**What to work on:**
Can you reproduce all of the lines below verbatim, leaving out the pictures?

-- Start of Record extracts --

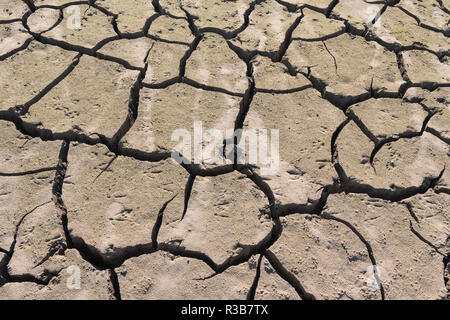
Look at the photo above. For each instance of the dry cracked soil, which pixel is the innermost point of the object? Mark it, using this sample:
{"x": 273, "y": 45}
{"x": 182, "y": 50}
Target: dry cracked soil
{"x": 90, "y": 92}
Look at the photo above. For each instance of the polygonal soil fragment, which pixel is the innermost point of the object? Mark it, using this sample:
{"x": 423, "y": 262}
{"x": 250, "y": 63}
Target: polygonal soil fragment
{"x": 408, "y": 268}
{"x": 396, "y": 26}
{"x": 388, "y": 117}
{"x": 68, "y": 106}
{"x": 93, "y": 284}
{"x": 26, "y": 72}
{"x": 133, "y": 51}
{"x": 164, "y": 276}
{"x": 132, "y": 16}
{"x": 274, "y": 76}
{"x": 206, "y": 67}
{"x": 326, "y": 257}
{"x": 166, "y": 113}
{"x": 315, "y": 26}
{"x": 426, "y": 154}
{"x": 304, "y": 132}
{"x": 94, "y": 26}
{"x": 20, "y": 192}
{"x": 428, "y": 11}
{"x": 224, "y": 15}
{"x": 118, "y": 208}
{"x": 358, "y": 12}
{"x": 269, "y": 22}
{"x": 12, "y": 9}
{"x": 43, "y": 19}
{"x": 161, "y": 66}
{"x": 348, "y": 65}
{"x": 430, "y": 219}
{"x": 423, "y": 66}
{"x": 12, "y": 36}
{"x": 223, "y": 214}
{"x": 171, "y": 30}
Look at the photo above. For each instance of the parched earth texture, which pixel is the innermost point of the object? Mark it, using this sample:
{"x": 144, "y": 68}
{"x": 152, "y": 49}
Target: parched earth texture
{"x": 359, "y": 91}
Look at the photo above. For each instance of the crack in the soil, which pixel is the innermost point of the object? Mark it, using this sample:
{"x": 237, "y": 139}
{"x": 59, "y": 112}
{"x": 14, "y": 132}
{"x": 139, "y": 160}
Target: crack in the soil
{"x": 110, "y": 261}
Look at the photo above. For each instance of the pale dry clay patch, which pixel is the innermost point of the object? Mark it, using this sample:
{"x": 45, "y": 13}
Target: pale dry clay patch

-- End of Record extracts --

**Result:**
Look at the photo above. For each instance of the dry cracked soil, which pixel is the innermost point of the object? Mark it, using this sample:
{"x": 273, "y": 45}
{"x": 182, "y": 50}
Target: dry cracked soil
{"x": 90, "y": 92}
Look at the photo above. For each instance of the polygonal soil fragment, which pixel is the innermost point of the object? Mark it, using this sample:
{"x": 423, "y": 262}
{"x": 250, "y": 63}
Target: polygonal soil fragment
{"x": 408, "y": 268}
{"x": 396, "y": 26}
{"x": 388, "y": 117}
{"x": 68, "y": 106}
{"x": 93, "y": 284}
{"x": 26, "y": 72}
{"x": 133, "y": 51}
{"x": 164, "y": 276}
{"x": 132, "y": 16}
{"x": 274, "y": 76}
{"x": 206, "y": 67}
{"x": 326, "y": 257}
{"x": 166, "y": 113}
{"x": 315, "y": 26}
{"x": 426, "y": 154}
{"x": 304, "y": 132}
{"x": 94, "y": 26}
{"x": 20, "y": 192}
{"x": 428, "y": 11}
{"x": 224, "y": 15}
{"x": 118, "y": 208}
{"x": 358, "y": 12}
{"x": 269, "y": 22}
{"x": 12, "y": 9}
{"x": 43, "y": 19}
{"x": 161, "y": 66}
{"x": 348, "y": 65}
{"x": 430, "y": 219}
{"x": 423, "y": 66}
{"x": 12, "y": 36}
{"x": 223, "y": 214}
{"x": 171, "y": 30}
Look at the photo above. For each instance of the parched earth texture, which pixel is the innermost point of the object? Mark it, using this sample:
{"x": 144, "y": 68}
{"x": 152, "y": 49}
Target: parched earth texture
{"x": 359, "y": 91}
Look at the photo above. For each instance of the crack in the soil, which pixel is the innermost point of the object? Mark it, using this sample:
{"x": 237, "y": 139}
{"x": 59, "y": 112}
{"x": 14, "y": 132}
{"x": 139, "y": 160}
Target: crack in the soil
{"x": 110, "y": 261}
Look at the photo above. For each instance of the pale dry clay patch, which pixel is the innermost point of the object? Mark it, using this sample:
{"x": 45, "y": 13}
Target: pale dry clay patch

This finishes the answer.